# [TO BE DONE]
Update the records from the line with "# test: pointer returns one pin per instance of the yellow" through the end of the records, changing "stone arch" to "stone archway" and leaving everything else the same. Don't include the pictures.

┄┄┄┄┄┄

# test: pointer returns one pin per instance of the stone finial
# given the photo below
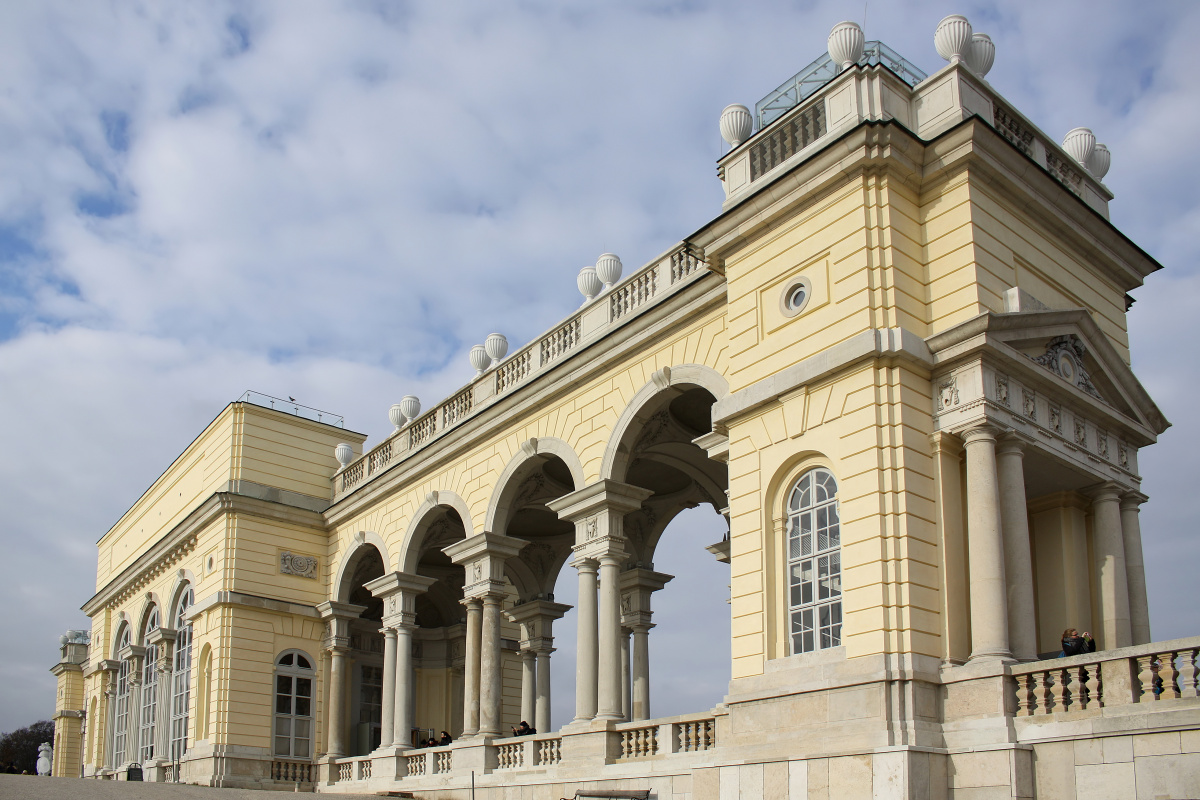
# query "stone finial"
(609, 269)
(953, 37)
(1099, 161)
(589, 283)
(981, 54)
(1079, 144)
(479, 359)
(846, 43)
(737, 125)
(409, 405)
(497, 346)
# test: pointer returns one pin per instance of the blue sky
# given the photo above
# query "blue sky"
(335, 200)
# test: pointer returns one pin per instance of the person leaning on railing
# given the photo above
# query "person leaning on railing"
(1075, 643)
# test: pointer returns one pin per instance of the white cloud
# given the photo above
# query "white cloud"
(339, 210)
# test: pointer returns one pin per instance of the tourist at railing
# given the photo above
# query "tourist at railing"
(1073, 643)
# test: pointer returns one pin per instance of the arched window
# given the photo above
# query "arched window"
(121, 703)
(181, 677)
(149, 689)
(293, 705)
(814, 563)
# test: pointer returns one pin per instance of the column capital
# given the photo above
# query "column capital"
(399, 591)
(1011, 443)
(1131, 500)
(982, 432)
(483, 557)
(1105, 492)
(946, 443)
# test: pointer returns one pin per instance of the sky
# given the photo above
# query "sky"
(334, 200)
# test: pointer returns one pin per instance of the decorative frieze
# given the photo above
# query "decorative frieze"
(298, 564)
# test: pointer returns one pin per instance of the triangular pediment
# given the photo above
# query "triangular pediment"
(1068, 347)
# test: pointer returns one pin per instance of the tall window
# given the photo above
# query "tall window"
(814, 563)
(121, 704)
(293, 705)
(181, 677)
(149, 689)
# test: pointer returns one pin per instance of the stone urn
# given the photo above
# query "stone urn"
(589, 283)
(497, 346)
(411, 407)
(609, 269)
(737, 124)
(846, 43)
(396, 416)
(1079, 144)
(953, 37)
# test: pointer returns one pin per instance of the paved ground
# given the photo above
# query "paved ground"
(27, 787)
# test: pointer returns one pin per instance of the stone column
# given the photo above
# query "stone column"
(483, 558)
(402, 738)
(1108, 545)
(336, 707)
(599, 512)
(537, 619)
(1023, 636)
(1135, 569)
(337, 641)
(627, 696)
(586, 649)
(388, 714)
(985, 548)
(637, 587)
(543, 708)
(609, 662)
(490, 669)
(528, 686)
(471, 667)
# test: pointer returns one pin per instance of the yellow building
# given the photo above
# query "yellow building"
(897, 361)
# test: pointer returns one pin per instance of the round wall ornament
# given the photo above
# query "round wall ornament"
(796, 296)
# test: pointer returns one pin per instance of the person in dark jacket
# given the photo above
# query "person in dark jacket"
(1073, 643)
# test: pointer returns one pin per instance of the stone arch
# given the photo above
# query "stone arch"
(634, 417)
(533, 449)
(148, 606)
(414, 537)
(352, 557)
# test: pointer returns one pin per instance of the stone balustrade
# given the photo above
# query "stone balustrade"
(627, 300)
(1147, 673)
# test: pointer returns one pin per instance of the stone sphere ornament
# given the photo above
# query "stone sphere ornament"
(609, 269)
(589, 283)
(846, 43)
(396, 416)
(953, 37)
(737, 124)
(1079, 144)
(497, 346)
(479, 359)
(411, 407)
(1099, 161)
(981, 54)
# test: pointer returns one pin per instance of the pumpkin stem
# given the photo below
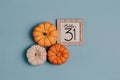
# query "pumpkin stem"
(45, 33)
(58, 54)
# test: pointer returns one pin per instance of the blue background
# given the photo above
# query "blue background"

┄┄┄┄┄┄

# [CORRECT OUTPUT]
# test: pointer returns one pin per instance of the yellow building
# given the photo above
# query "yellow building"
(897, 361)
# test: pointer returns one pin per instance of the round wall ornament
# given the photo above
# query "round wall ornament"
(796, 296)
# test: pointer returns one pin per instance of the person in dark jacket
# given the photo above
# query "person in dark jacket"
(1073, 643)
# test: pointer returns one pin per instance of the stone archway
# given the photo above
# query "stone archway"
(634, 417)
(533, 449)
(148, 606)
(414, 537)
(352, 557)
# test: pointer returns one pin per instance of the stone balustrade
# given the photo above
# query "stone balustrade"
(627, 300)
(1147, 673)
# test: pointer returns one pin per instance of the stone sphere ornament
# given the photo above
# query "stone sphere ornament"
(609, 269)
(589, 283)
(846, 43)
(396, 416)
(953, 37)
(737, 124)
(1079, 144)
(497, 346)
(479, 359)
(411, 407)
(1099, 161)
(981, 54)
# test: pointer returns one pin per instance of the pumpkin stem
# given the photo below
# query "pumpkin stem"
(45, 33)
(58, 54)
# test: pointer returns one pin per instance of the blue background
# given the photo above
# query "blue background"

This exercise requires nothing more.